▸ **Task goal**
Pictures in the records below are skipped; the rest is copied exactly.

Point-per-instance localization data
=== Section Start ===
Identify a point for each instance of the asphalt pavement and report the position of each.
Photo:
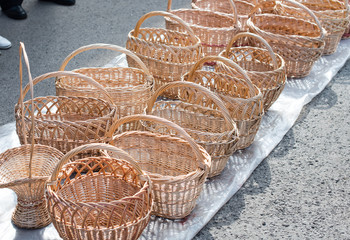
(301, 191)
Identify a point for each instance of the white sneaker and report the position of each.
(4, 43)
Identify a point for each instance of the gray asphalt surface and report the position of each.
(301, 191)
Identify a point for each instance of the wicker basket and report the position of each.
(25, 170)
(214, 29)
(177, 166)
(265, 68)
(99, 197)
(298, 41)
(130, 88)
(65, 122)
(203, 116)
(167, 54)
(243, 100)
(332, 14)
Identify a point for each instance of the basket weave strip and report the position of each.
(298, 41)
(129, 88)
(265, 68)
(99, 197)
(177, 166)
(242, 99)
(204, 116)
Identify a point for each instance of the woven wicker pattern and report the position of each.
(203, 116)
(298, 41)
(265, 68)
(167, 54)
(99, 197)
(129, 88)
(214, 29)
(64, 122)
(243, 100)
(178, 167)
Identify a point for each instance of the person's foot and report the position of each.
(4, 43)
(15, 12)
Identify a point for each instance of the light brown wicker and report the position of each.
(265, 68)
(65, 122)
(214, 29)
(167, 54)
(243, 100)
(99, 197)
(130, 88)
(298, 41)
(177, 166)
(25, 170)
(203, 116)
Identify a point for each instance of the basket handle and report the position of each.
(251, 35)
(116, 124)
(165, 14)
(227, 62)
(94, 146)
(105, 46)
(72, 74)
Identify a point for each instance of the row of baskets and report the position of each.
(119, 144)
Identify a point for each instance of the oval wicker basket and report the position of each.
(177, 166)
(65, 122)
(243, 100)
(214, 29)
(203, 116)
(265, 68)
(99, 197)
(167, 54)
(298, 41)
(130, 88)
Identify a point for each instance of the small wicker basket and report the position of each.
(99, 197)
(214, 29)
(203, 116)
(177, 166)
(231, 83)
(130, 88)
(167, 54)
(265, 68)
(298, 41)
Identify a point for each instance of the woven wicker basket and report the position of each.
(25, 170)
(130, 88)
(65, 122)
(203, 116)
(167, 54)
(99, 197)
(177, 166)
(243, 100)
(265, 68)
(298, 41)
(214, 29)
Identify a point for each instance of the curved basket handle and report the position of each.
(105, 46)
(165, 14)
(93, 146)
(72, 74)
(251, 35)
(116, 124)
(227, 62)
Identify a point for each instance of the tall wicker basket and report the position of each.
(99, 197)
(243, 99)
(214, 29)
(25, 170)
(130, 88)
(298, 41)
(167, 54)
(265, 68)
(177, 166)
(204, 116)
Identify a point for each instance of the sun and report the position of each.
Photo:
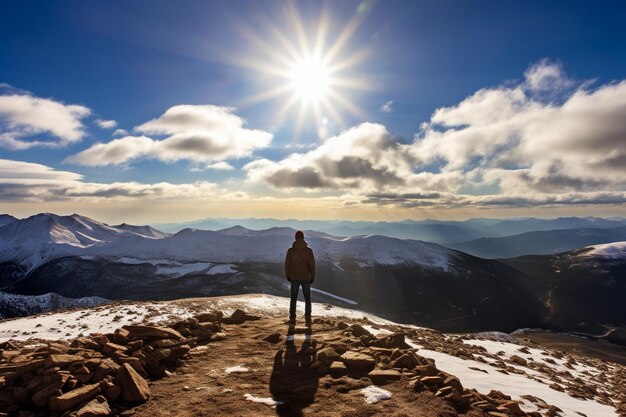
(309, 70)
(310, 79)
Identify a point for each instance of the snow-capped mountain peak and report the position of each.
(614, 250)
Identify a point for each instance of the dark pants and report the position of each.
(306, 291)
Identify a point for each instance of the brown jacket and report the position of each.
(300, 262)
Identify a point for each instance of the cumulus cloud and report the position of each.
(198, 133)
(105, 124)
(26, 181)
(540, 141)
(27, 121)
(366, 156)
(387, 107)
(525, 143)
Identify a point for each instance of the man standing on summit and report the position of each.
(300, 271)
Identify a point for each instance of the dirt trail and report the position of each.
(201, 387)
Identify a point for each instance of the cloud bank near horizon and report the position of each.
(544, 140)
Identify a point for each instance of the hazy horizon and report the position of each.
(356, 110)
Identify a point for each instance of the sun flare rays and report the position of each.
(307, 70)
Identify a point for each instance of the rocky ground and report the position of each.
(249, 362)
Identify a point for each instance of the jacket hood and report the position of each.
(299, 244)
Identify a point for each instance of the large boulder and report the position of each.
(384, 376)
(358, 362)
(327, 355)
(62, 360)
(72, 398)
(358, 330)
(405, 361)
(142, 332)
(134, 387)
(94, 408)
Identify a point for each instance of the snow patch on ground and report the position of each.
(263, 400)
(345, 300)
(512, 384)
(106, 318)
(184, 269)
(373, 394)
(138, 261)
(236, 369)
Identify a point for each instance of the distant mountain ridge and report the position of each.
(38, 239)
(539, 242)
(437, 231)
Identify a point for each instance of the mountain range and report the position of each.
(437, 231)
(402, 279)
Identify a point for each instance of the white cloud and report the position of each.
(198, 133)
(27, 121)
(546, 76)
(105, 124)
(366, 156)
(541, 141)
(26, 181)
(220, 166)
(525, 143)
(387, 107)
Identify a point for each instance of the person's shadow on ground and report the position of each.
(293, 382)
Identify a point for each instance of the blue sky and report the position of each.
(129, 62)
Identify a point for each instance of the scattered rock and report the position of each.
(327, 355)
(273, 338)
(518, 360)
(94, 408)
(133, 387)
(384, 376)
(72, 398)
(358, 362)
(338, 369)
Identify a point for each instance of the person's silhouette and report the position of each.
(300, 272)
(293, 382)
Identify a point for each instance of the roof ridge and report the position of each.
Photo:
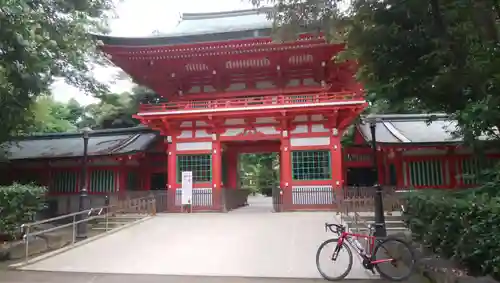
(130, 140)
(395, 132)
(222, 14)
(101, 132)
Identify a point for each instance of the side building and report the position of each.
(411, 154)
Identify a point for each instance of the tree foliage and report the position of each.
(116, 110)
(19, 204)
(41, 40)
(435, 55)
(434, 218)
(50, 116)
(259, 171)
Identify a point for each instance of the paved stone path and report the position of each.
(65, 277)
(251, 242)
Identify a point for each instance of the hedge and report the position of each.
(463, 227)
(19, 204)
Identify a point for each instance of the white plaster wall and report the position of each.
(185, 134)
(265, 120)
(300, 129)
(233, 132)
(235, 122)
(202, 134)
(319, 128)
(421, 152)
(193, 146)
(267, 130)
(310, 141)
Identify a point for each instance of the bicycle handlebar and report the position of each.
(339, 229)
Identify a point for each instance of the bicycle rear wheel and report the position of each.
(340, 263)
(394, 259)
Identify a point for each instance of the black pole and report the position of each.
(380, 230)
(83, 203)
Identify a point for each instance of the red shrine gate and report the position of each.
(237, 92)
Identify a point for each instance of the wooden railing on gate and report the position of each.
(361, 199)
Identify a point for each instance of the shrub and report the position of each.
(19, 204)
(463, 227)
=== Section End ===
▸ **Output for this task**
Identify a point for each instance of the asphalt pavement and report the position of each.
Photo:
(301, 191)
Identify a point for each instance of the white sneaker and report the position of each.
(4, 43)
Identify a point for each instance of the gray asphalt surface and report the position of each.
(301, 191)
Identify a point for each instance of the wicker basket and report the position of each.
(25, 170)
(214, 29)
(177, 166)
(265, 68)
(99, 197)
(298, 41)
(130, 88)
(65, 122)
(203, 116)
(167, 54)
(243, 100)
(332, 14)
Identify a point for each instance of the basket weave strip and report the position of each.
(298, 41)
(129, 88)
(265, 68)
(99, 197)
(177, 166)
(242, 99)
(204, 116)
Identify a point for each instance of the woven wicker pattern and report the position of each.
(203, 116)
(298, 41)
(265, 68)
(167, 54)
(99, 197)
(129, 88)
(214, 29)
(64, 122)
(243, 100)
(178, 167)
Identify a point for each instance of the person's foot and report the position of each.
(4, 43)
(15, 12)
Identify a point for each instance of the light brown wicker and report the position of each.
(265, 68)
(65, 122)
(214, 29)
(167, 54)
(243, 100)
(99, 197)
(130, 88)
(298, 41)
(177, 166)
(25, 170)
(203, 116)
Identify a point for each instance of the basket handle and report the position of each.
(251, 35)
(116, 124)
(165, 14)
(227, 62)
(94, 146)
(105, 46)
(72, 74)
Identify a point for each instance of the row of baskets and report the position of each.
(119, 144)
Identify a point for each instance of the oval wicker basket and report the position of each.
(177, 166)
(65, 122)
(243, 100)
(214, 29)
(203, 116)
(265, 68)
(99, 197)
(167, 54)
(298, 41)
(130, 88)
Identify a point for each instance of the small wicker basket and report the position of each.
(99, 197)
(214, 29)
(203, 116)
(177, 166)
(231, 83)
(130, 88)
(167, 54)
(265, 68)
(298, 41)
Identify a point for each instance of the woven wicker basket and report the position of each.
(25, 170)
(130, 88)
(65, 122)
(203, 116)
(167, 54)
(99, 197)
(177, 166)
(243, 100)
(265, 68)
(298, 41)
(214, 29)
Identify a point for each instance of the curved basket handle and report the position of each.
(105, 46)
(165, 14)
(93, 146)
(72, 74)
(251, 35)
(116, 124)
(227, 62)
Identify a point for each instance of the tall wicker basket and report the position of each.
(99, 197)
(243, 99)
(214, 29)
(25, 170)
(130, 88)
(298, 41)
(167, 54)
(265, 68)
(177, 166)
(204, 116)
Identify a point for each instance of the sun and report the position of each.
Photo:
(309, 70)
(310, 79)
Identify a point for each instance of the snow-capped mountain peak and report the position of each.
(614, 250)
Identify a point for each instance of the dark pants and report the position of each.
(306, 291)
Identify a point for each instance of the brown jacket and report the position of each.
(300, 262)
Identify a point for each instance of the cumulus cloud and report the position of each.
(198, 133)
(105, 124)
(26, 181)
(540, 141)
(27, 121)
(366, 156)
(387, 107)
(525, 143)
Identify a point for each instance of the man standing on summit and report the position of each.
(300, 271)
Identify a point for each instance of the dirt trail and report the position of each.
(201, 387)
Identify a point for each instance of the cloud bank near horizon and report the position of each.
(544, 140)
Identify a point for each instance of the hazy horizon and report the position of each.
(356, 110)
Identify a point for each instance of the sun flare rays and report the position of each.
(307, 70)
Identify a point for each instance of the rocky ground and report the position of each.
(249, 362)
Identify a point for each instance of the jacket hood and report the position of each.
(299, 244)
Identify a point for each instance of the large boulder and report the position of each.
(384, 376)
(358, 362)
(327, 355)
(62, 360)
(72, 398)
(358, 330)
(405, 361)
(142, 332)
(134, 387)
(94, 408)
Identify a point for each instance of the snow patch on ground and report the position of each.
(263, 400)
(345, 300)
(512, 384)
(106, 318)
(184, 269)
(373, 394)
(138, 261)
(236, 369)
Identify a point for each instance of the distant mountain ridge and report the position of each.
(38, 239)
(539, 242)
(437, 231)
Identify a point for each instance of the mountain range and report the position of each.
(437, 231)
(402, 279)
Identify a point for each instance of the white cloud and report the position of each.
(198, 133)
(27, 121)
(546, 76)
(105, 124)
(366, 156)
(541, 141)
(26, 181)
(220, 166)
(525, 143)
(387, 107)
Identify a point for each instance of the person's shadow on ground and report the position of each.
(293, 382)
Identify a point for each instance of the blue sky and report the position of each.
(129, 62)
Identify a point for each instance of the scattered rock and report the position of each.
(327, 355)
(273, 338)
(518, 360)
(94, 408)
(133, 387)
(384, 376)
(72, 398)
(358, 362)
(338, 369)
Identify a point for each instance of the person's silhouette and report the position of each.
(300, 272)
(293, 382)
Identify a point for each instance of the roof ridge and report the position of each.
Photo:
(130, 140)
(395, 132)
(222, 14)
(101, 132)
Identify a point for each instance of the side building and report the position of each.
(411, 154)
Identify a point for each instance of the tree foliage and report the position of each.
(116, 110)
(19, 204)
(41, 40)
(435, 55)
(434, 218)
(50, 116)
(259, 171)
Identify a point for each instance of the paved stone path and report the position of each.
(65, 277)
(251, 242)
Identify a point for each instance of the hedge and report the position of each.
(463, 227)
(19, 204)
Identify a point for each instance of the white plaster wall and report the position of each.
(185, 134)
(265, 120)
(300, 129)
(233, 132)
(235, 122)
(202, 134)
(319, 128)
(421, 152)
(193, 146)
(267, 130)
(310, 141)
Identify a point for each instance of the bicycle handlebar and report the position of each.
(339, 229)
Identify a point for each instance of the bicycle rear wheel and report the position of each.
(340, 263)
(394, 259)
Identify a point for each instance of the black pole and report the position of each.
(380, 230)
(83, 203)
Identify a point for each instance of the red shrine gate and report the position of each.
(237, 92)
Identify a point for each instance of the wooden railing on gate and report the position of each.
(361, 199)
Identify a point for each instance of the shrub and report the position of each.
(19, 204)
(463, 227)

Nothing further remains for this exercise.